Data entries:
****************
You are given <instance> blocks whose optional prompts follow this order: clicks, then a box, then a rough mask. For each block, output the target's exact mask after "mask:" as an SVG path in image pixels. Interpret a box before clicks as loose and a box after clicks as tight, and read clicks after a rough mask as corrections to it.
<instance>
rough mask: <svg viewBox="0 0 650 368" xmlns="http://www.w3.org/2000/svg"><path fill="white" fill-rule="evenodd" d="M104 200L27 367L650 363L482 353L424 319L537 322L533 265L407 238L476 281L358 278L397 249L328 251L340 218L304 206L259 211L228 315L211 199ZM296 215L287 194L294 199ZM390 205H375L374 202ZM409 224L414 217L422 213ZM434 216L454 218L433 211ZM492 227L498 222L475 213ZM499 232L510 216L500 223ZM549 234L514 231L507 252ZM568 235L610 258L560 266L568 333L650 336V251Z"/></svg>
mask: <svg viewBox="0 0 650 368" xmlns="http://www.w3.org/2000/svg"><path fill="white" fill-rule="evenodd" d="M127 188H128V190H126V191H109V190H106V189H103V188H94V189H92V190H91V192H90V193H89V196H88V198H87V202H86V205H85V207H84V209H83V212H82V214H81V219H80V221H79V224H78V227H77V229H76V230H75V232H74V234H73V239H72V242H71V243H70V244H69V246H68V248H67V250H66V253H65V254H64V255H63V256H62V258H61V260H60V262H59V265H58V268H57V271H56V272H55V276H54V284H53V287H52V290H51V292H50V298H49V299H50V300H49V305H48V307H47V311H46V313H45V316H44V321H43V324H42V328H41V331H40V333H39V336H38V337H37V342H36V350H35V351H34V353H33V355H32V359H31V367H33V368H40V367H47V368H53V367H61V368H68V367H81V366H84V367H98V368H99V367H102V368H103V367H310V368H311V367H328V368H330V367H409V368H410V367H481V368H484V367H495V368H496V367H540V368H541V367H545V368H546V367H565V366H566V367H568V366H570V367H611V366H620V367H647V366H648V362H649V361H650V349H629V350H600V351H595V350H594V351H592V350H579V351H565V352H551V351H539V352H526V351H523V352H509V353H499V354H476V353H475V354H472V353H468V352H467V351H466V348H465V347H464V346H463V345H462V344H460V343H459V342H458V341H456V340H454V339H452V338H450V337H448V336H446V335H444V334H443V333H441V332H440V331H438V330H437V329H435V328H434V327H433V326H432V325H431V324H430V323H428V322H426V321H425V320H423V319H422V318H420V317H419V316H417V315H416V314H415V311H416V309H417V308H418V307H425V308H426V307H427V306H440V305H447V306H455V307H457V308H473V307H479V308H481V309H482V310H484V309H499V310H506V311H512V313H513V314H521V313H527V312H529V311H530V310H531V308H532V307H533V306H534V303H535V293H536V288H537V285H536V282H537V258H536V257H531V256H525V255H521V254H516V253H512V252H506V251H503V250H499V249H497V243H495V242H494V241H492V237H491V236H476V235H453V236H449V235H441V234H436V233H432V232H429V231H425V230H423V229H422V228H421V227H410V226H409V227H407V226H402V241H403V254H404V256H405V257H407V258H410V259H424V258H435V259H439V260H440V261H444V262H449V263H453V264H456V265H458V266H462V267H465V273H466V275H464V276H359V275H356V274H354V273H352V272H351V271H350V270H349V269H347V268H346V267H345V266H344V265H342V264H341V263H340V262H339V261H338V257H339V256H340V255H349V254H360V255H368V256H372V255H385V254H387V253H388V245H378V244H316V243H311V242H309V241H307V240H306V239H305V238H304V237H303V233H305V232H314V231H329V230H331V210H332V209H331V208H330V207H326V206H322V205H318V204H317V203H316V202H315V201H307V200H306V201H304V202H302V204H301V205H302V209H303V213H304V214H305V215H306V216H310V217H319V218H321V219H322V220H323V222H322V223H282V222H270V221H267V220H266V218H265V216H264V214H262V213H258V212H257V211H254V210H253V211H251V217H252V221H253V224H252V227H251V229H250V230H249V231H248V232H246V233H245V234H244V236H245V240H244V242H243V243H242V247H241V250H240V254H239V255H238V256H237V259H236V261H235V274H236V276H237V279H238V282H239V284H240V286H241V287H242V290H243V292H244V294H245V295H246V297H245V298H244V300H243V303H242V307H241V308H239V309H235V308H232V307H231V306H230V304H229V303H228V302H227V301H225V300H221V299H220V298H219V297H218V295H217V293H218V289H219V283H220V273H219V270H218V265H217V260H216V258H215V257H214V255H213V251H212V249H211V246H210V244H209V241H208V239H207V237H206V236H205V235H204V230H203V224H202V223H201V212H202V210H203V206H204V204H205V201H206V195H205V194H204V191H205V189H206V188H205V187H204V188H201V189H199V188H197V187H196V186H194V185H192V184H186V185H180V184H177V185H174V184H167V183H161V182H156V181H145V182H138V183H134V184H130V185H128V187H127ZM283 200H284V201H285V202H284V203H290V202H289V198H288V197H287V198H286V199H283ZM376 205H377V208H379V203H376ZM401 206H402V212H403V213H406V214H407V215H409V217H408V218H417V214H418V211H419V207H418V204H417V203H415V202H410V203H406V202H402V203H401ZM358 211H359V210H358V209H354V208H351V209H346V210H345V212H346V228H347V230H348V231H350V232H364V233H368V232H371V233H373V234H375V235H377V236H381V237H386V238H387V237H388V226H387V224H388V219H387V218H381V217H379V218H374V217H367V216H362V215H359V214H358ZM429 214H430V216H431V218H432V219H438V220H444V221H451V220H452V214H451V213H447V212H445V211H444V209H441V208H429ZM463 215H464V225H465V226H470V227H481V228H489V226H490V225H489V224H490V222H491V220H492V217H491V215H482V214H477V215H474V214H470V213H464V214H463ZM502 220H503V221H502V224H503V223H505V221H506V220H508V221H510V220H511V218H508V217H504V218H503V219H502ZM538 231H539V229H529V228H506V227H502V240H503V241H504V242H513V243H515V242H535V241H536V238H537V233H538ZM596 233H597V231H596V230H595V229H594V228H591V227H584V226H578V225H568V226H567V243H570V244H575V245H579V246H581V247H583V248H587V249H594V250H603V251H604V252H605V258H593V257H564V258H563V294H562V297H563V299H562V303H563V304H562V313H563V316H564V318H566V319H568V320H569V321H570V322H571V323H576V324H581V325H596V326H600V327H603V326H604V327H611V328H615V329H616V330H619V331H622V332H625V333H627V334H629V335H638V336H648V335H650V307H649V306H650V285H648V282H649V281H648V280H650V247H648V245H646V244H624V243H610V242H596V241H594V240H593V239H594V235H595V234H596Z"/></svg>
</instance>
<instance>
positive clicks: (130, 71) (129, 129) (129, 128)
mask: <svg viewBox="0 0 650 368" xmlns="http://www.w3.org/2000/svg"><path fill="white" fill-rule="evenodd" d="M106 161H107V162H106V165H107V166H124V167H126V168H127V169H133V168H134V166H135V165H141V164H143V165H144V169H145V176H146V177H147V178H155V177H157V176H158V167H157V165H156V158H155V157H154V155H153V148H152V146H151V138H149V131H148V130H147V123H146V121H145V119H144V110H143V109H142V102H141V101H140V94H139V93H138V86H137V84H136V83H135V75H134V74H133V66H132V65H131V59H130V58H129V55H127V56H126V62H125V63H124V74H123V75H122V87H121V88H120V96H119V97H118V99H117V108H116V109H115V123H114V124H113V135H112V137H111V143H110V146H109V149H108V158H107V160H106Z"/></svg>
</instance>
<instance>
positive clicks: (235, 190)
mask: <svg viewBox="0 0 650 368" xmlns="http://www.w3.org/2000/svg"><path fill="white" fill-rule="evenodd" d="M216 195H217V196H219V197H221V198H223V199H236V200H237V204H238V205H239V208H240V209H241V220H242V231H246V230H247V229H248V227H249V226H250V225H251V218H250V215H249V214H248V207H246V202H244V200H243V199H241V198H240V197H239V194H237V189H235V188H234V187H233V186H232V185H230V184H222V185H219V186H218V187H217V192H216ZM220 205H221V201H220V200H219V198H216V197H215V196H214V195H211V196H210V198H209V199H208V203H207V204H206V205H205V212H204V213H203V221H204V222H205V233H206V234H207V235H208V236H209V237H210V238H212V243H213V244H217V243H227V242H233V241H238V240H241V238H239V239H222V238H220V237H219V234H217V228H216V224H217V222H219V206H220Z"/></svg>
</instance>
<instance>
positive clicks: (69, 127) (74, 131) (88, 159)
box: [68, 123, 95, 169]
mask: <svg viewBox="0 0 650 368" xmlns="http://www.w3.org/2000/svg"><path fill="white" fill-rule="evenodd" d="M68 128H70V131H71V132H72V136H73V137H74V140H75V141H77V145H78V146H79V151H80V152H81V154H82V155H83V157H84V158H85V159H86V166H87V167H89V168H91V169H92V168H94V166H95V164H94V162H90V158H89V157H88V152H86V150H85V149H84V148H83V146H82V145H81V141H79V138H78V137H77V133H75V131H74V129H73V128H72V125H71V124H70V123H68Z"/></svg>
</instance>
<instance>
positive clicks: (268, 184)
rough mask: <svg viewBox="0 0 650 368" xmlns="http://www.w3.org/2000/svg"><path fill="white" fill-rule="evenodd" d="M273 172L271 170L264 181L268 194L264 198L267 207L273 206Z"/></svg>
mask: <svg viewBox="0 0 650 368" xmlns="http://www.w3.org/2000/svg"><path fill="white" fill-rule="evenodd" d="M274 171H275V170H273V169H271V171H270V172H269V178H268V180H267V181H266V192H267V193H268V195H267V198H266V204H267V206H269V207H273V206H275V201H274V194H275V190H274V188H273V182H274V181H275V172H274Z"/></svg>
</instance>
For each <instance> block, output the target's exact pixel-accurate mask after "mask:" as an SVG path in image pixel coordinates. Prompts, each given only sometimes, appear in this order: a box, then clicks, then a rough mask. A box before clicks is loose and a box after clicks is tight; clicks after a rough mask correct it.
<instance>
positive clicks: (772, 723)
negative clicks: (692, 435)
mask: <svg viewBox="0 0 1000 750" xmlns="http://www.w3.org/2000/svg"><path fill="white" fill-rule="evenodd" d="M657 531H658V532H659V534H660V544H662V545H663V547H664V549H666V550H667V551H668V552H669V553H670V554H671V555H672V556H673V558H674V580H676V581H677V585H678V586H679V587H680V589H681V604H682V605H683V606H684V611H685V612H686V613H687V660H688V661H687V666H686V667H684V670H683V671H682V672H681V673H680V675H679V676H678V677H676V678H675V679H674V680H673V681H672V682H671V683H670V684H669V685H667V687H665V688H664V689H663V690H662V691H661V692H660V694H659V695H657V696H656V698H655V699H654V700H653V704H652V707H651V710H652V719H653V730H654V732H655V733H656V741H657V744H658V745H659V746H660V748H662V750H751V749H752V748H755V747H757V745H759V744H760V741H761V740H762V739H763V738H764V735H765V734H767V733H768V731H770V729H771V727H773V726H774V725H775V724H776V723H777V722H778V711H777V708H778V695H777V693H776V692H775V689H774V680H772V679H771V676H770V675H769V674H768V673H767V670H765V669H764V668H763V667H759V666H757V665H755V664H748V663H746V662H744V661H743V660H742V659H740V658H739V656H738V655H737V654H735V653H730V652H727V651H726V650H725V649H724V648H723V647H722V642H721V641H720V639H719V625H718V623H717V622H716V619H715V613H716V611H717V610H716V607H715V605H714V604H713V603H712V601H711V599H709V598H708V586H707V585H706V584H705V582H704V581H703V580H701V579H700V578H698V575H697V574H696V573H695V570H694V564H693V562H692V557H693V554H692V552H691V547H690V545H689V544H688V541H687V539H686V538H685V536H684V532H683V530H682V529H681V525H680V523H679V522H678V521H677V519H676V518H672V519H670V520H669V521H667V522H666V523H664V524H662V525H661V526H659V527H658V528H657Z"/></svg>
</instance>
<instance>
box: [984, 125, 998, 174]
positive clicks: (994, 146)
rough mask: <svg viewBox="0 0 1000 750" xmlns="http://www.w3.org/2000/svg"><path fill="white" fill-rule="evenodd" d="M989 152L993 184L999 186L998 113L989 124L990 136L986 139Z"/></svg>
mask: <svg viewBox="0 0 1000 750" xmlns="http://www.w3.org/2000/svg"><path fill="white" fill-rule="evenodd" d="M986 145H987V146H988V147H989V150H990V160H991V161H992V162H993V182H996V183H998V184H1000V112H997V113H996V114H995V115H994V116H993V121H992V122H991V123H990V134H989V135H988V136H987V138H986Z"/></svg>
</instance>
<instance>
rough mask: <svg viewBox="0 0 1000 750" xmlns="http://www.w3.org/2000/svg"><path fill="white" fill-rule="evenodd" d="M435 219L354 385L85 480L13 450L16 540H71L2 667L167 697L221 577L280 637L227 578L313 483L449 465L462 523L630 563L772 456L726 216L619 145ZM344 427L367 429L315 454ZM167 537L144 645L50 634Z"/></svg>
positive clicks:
****************
• **TASK PROMPT**:
Copy the entries word for word, from the very first line through the line containing "200L27 367L650 363L482", and stop after that line.

• **COMPLETED TASK**:
You are given <instance> blocks whose optional prompts follow this order: clicks, then a box, then a rough mask. For each block, output the target's exact mask after "mask:" as an SVG path in image pixels. Interpret a box before clicks as loose and a box after clicks as tight, and read clicks after a rough mask as corrections to it.
<instance>
rough mask: <svg viewBox="0 0 650 368" xmlns="http://www.w3.org/2000/svg"><path fill="white" fill-rule="evenodd" d="M104 200L27 367L650 363L482 353L424 319L537 322L533 265L407 238L476 281L358 278L397 249L328 251L340 218L304 206L259 211L228 315L211 199ZM296 215L287 194L294 199ZM390 205H375L374 202ZM409 224L414 217L422 213ZM434 216L454 218L433 211ZM492 227L498 222L475 213ZM499 232L510 216L500 223ZM549 234L514 231L507 252ZM568 235L610 258L560 266L568 333L650 336V251Z"/></svg>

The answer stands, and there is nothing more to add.